| ASSIGNED TASK |
Find the line with "Query: white long-sleeve shirt" in the records below. Copy it and every line after it, up to and including the line with "x=289, y=126".
-- TASK MATERIAL follows --
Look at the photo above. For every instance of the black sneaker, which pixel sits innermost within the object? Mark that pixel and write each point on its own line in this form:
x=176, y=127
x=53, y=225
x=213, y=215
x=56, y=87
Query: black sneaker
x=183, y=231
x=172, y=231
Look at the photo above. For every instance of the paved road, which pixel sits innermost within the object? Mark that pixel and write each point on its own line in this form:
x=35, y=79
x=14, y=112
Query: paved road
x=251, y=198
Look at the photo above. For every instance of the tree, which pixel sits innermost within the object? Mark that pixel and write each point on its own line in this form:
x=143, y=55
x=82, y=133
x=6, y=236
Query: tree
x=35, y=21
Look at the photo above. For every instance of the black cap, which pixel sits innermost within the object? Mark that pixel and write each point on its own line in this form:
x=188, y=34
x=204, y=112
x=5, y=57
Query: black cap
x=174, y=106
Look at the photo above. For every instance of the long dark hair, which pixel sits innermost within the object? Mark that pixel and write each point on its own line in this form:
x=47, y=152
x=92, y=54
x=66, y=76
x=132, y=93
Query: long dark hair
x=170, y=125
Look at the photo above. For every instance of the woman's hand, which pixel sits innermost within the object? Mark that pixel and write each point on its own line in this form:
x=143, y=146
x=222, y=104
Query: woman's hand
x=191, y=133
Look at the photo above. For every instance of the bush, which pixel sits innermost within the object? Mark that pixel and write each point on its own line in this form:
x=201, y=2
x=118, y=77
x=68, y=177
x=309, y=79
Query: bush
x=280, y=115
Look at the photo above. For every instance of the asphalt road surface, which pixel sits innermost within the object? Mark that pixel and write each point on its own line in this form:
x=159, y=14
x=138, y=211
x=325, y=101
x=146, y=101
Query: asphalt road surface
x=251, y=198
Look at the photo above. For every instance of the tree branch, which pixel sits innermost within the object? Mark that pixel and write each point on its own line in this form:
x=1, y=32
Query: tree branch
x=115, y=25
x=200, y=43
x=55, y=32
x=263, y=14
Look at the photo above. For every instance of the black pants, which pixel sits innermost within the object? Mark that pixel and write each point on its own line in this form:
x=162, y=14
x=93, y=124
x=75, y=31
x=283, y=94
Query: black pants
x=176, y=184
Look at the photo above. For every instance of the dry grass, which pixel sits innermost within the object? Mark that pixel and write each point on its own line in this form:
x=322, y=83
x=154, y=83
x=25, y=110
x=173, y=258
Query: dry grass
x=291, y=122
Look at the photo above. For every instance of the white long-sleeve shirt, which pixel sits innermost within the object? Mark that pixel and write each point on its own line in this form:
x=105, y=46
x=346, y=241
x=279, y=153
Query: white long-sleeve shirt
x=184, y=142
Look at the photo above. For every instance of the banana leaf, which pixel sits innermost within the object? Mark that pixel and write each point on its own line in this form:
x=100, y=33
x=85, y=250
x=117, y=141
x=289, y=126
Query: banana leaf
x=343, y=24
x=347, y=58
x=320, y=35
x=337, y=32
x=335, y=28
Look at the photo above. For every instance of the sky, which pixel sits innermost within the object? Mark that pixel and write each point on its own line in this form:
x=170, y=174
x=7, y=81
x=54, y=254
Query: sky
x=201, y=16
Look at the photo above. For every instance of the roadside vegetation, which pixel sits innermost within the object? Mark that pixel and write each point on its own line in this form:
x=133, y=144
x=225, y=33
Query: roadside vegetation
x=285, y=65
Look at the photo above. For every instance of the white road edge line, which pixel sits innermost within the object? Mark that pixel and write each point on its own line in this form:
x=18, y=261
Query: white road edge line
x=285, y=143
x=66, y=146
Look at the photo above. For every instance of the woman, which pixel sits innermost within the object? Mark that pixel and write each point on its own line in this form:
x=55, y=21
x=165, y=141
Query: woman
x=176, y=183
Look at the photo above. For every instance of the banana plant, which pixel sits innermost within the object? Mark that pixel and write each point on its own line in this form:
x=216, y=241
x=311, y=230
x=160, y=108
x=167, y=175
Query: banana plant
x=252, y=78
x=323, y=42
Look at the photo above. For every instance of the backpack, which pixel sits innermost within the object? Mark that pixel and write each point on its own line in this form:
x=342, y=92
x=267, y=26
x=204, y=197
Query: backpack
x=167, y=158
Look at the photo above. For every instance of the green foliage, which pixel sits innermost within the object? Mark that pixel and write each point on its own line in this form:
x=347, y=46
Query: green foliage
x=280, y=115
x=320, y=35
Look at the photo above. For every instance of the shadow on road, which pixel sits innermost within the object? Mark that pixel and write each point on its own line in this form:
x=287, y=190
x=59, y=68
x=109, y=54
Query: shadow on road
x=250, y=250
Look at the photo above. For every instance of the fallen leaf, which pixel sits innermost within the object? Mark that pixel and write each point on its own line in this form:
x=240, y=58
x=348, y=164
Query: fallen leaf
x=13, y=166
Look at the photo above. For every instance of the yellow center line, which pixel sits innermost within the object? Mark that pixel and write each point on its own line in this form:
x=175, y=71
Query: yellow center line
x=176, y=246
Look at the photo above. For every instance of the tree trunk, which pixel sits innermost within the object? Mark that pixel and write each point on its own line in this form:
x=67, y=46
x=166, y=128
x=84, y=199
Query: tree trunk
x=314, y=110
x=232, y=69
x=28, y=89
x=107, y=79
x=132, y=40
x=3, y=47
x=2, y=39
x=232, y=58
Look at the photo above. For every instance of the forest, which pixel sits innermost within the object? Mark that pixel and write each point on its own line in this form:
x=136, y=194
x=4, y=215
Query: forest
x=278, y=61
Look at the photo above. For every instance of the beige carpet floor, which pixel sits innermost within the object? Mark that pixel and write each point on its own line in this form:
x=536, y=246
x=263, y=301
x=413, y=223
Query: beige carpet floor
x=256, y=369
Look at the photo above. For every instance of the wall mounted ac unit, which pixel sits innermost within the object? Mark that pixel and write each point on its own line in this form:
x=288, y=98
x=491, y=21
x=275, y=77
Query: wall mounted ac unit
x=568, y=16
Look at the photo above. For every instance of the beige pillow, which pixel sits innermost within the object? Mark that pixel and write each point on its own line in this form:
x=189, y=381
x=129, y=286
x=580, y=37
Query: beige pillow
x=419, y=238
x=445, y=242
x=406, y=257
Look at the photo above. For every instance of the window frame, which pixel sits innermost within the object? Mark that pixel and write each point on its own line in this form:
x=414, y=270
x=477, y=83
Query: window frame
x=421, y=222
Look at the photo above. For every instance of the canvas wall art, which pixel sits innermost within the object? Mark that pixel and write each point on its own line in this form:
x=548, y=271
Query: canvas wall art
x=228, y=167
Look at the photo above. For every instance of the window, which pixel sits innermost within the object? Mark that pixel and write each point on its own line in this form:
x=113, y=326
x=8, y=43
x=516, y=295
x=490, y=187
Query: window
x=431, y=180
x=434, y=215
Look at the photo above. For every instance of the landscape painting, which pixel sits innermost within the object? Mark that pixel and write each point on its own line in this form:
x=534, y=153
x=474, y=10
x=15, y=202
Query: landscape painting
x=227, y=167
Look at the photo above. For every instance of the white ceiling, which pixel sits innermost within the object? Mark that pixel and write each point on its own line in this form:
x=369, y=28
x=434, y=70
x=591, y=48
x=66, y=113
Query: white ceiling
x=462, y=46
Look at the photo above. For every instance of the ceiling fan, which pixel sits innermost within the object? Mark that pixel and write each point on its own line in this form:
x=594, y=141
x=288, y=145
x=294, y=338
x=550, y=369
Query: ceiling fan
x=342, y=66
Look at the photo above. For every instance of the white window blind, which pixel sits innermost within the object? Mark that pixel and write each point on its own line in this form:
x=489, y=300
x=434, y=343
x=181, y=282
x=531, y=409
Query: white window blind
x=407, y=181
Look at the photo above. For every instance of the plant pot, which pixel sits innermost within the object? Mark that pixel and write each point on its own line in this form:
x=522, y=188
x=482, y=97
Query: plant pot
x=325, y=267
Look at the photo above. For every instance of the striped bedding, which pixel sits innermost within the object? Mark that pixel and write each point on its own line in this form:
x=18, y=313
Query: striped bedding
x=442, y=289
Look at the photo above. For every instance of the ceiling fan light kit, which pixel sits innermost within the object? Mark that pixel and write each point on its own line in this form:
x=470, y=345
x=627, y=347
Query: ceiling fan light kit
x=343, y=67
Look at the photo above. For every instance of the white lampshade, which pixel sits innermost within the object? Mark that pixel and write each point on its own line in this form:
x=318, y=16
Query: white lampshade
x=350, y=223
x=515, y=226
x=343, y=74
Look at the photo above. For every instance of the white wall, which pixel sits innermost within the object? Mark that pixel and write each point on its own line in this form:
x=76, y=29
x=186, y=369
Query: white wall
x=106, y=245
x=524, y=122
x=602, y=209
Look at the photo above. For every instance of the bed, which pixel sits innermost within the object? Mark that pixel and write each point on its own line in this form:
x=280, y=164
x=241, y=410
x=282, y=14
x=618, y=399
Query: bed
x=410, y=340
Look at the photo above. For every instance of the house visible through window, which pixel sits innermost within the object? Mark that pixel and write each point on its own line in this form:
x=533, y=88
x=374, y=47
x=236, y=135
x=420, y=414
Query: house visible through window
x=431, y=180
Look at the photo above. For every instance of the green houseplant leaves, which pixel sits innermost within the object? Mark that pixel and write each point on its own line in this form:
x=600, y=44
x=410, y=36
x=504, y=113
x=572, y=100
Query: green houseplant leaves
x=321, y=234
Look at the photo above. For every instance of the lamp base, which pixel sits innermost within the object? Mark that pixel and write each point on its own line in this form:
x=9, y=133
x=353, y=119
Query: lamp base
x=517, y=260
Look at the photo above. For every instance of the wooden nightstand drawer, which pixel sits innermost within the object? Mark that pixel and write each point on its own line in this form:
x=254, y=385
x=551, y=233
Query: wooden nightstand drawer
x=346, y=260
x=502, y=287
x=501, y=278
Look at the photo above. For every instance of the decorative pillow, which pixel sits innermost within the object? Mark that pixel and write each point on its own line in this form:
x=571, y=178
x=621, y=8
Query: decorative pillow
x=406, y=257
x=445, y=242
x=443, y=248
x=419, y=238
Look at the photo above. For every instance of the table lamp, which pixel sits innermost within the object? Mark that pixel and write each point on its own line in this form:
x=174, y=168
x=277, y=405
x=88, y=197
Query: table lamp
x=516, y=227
-- TASK MATERIAL concluded --
| YOUR SOLUTION |
Query: white long-sleeve shirt
x=184, y=142
Look at the photo above. For every instance of the banana leaf, which pixel sits innermost within the object? Mark that pixel and write each point on its own line in this form:
x=100, y=33
x=85, y=250
x=117, y=141
x=289, y=126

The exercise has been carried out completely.